» Work required: Copy the blog excerpt below in full, word for word, with nothing left out or changed.

» Source passage:
·····
And then—if you’ll pardon the mixed metaphor—we quietly bleed, just like those trees in the park.

Wednesday, July 07, 2004

"There're" going extinct

A moment of silence, please, for the (fake) contraction "there're." In the past few months, it seems to have all but disappeared from spoken English. In its place: the newly all-purpose, if still ungrammatical, "there's."

Recent examples culled from the press and real life:
• "It's a worthwhile DVD. There's tons of extras."
• "There's great chefs in Vermont. There's great chefs all over New England."
• "Please don't say there's snakes or rats or dinosaurs coming on the set tonight!"
• "There's two things we're going to learn tonight..."

While I would never chide a stranger for misusage, I've become obsessed with this ripple in the language. Coming across a well used "there are" or "there're" is like finding ten dollars in my pocket. A private delight.

Saturday, July 03, 2004

Summer Reading Redux

Bad things, good people—how does it happen? Some are hexed at birth by mischievous fairies. Some haplessly trigger an ancient curse. And some, despite taking history degrees, can only find work in an English department.
·····
Dataset items
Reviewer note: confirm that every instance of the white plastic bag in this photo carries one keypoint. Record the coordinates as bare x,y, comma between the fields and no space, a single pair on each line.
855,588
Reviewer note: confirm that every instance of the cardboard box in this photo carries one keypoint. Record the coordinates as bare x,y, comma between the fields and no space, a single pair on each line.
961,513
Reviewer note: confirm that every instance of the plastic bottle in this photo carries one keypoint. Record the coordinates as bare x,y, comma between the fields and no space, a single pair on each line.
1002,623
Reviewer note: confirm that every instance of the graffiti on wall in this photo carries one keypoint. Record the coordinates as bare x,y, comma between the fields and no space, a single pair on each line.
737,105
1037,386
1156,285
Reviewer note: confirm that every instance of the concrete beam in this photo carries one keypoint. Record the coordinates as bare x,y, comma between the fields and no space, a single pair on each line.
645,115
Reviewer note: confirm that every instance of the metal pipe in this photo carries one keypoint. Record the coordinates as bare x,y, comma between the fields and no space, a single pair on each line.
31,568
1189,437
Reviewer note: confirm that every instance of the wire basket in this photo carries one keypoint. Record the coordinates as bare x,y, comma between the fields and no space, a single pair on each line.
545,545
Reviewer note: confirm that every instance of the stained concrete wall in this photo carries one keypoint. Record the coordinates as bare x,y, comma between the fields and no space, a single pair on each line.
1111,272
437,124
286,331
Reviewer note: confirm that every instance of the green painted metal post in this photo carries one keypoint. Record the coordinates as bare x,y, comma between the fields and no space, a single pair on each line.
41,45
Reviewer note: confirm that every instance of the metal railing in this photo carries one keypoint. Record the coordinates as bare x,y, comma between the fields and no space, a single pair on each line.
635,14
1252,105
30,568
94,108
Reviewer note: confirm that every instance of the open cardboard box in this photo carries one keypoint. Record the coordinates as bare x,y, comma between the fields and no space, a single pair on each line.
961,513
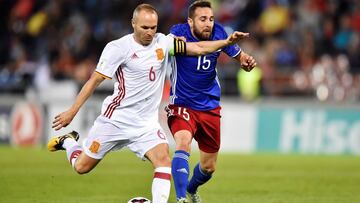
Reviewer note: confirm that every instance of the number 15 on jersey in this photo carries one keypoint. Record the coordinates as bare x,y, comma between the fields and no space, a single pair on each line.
203,63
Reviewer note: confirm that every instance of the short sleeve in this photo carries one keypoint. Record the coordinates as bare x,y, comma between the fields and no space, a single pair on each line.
110,60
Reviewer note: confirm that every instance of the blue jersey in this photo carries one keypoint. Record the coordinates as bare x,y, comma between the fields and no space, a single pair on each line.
194,82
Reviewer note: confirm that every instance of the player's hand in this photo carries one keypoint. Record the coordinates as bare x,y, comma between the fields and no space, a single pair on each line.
182,38
236,37
247,62
62,120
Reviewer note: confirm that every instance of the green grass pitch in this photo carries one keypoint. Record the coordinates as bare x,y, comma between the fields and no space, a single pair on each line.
35,175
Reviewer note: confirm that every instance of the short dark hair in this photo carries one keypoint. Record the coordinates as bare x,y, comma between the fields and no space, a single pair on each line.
198,4
147,7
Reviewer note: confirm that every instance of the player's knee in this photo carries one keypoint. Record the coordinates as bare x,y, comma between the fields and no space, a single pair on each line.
164,160
209,168
183,142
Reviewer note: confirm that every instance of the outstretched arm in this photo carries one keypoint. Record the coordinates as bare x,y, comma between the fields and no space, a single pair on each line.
64,118
246,61
206,47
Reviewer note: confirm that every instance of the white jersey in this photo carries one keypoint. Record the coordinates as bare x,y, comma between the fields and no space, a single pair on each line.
139,72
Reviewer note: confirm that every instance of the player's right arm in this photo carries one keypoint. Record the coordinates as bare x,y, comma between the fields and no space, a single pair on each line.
206,47
64,118
109,61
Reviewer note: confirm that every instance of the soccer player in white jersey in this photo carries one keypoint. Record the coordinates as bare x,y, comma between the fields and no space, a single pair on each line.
129,117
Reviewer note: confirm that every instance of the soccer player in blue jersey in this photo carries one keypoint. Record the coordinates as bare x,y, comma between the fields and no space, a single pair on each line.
194,109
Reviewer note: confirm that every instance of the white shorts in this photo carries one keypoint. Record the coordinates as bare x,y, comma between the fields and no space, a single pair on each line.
105,136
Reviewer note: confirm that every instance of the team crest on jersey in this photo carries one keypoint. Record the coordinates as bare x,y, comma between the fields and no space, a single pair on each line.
94,148
102,63
160,54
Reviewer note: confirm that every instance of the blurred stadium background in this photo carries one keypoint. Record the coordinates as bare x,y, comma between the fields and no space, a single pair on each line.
303,98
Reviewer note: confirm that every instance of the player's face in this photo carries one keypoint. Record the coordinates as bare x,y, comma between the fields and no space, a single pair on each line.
202,23
145,25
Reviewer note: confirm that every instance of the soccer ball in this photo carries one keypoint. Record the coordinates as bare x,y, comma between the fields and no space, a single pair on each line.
139,200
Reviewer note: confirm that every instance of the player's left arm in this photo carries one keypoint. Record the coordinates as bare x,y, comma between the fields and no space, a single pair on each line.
206,47
246,61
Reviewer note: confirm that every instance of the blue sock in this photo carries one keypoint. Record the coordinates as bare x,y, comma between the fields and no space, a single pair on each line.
199,177
180,172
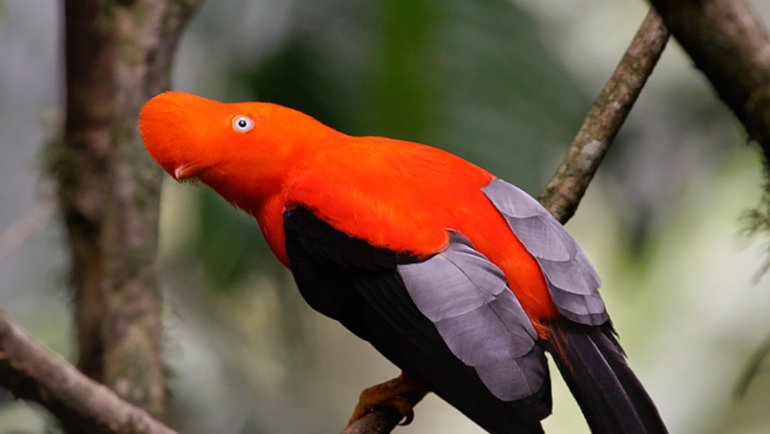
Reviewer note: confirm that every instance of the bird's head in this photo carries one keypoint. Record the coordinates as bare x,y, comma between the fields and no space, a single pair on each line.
242,150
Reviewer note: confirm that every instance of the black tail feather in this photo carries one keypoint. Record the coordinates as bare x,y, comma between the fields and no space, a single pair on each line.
609,394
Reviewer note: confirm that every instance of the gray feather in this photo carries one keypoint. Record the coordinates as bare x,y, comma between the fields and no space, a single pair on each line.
572,280
467,298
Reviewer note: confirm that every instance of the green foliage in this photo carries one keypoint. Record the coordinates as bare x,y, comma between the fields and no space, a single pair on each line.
474,78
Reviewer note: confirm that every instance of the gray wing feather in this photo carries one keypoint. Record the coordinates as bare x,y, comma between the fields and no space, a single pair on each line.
467,298
572,280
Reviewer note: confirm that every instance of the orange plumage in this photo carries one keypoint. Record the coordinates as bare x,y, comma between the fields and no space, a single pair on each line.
414,249
427,190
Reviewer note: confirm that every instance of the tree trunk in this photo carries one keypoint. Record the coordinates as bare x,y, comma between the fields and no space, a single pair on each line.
118,54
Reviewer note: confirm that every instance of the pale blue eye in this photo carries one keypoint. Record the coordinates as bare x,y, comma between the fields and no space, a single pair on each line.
242,124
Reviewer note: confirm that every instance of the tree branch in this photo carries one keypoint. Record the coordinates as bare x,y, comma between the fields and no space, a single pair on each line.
562,195
727,41
118,54
31,371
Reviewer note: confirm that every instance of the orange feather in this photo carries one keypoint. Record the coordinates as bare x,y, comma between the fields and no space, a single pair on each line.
394,194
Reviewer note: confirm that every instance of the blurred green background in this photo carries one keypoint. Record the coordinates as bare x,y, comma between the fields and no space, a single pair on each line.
502,83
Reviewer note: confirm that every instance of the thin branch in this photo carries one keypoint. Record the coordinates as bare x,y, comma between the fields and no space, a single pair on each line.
562,195
31,371
380,421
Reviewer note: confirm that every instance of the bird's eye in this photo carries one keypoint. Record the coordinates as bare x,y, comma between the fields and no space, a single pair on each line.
242,124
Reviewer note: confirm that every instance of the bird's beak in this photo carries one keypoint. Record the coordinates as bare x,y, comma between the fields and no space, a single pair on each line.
187,171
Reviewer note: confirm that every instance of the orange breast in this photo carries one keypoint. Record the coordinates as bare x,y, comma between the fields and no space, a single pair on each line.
405,196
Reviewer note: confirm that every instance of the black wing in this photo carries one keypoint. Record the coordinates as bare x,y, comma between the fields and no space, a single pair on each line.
449,321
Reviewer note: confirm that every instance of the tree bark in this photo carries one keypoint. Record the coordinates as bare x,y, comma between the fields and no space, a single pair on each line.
565,190
118,55
34,372
563,193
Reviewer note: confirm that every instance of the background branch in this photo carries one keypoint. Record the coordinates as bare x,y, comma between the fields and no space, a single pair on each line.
31,371
728,42
118,54
565,190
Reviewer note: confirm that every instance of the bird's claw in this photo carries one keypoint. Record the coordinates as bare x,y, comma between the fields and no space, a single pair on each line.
391,394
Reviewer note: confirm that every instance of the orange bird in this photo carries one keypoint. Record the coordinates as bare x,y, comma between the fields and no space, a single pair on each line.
459,278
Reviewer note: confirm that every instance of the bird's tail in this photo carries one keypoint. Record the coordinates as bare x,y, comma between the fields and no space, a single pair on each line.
609,394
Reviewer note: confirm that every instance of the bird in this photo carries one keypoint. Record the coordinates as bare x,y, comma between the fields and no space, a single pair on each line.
461,279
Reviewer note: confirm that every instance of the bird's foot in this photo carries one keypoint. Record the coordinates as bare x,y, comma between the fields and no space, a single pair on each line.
·····
» Written solution:
And then—if you’ll pardon the mixed metaphor—we quietly bleed, just like those trees in the park.

Wednesday, July 07, 2004

"There're" going extinct

A moment of silence, please, for the (fake) contraction "there're." In the past few months, it seems to have all but disappeared from spoken English. In its place: the newly all-purpose, if still ungrammatical, "there's."

Recent examples culled from the press and real life:
• "It's a worthwhile DVD. There's tons of extras."
• "There's great chefs in Vermont. There's great chefs all over New England."
• "Please don't say there's snakes or rats or dinosaurs coming on the set tonight!"
• "There's two things we're going to learn tonight..."

While I would never chide a stranger for misusage, I've become obsessed with this ripple in the language. Coming across a well used "there are" or "there're" is like finding ten dollars in my pocket. A private delight.

Saturday, July 03, 2004

Summer Reading Redux

Bad things, good people—how does it happen? Some are hexed at birth by mischievous fairies. Some haplessly trigger an ancient curse. And some, despite taking history degrees, can only find work in an English department.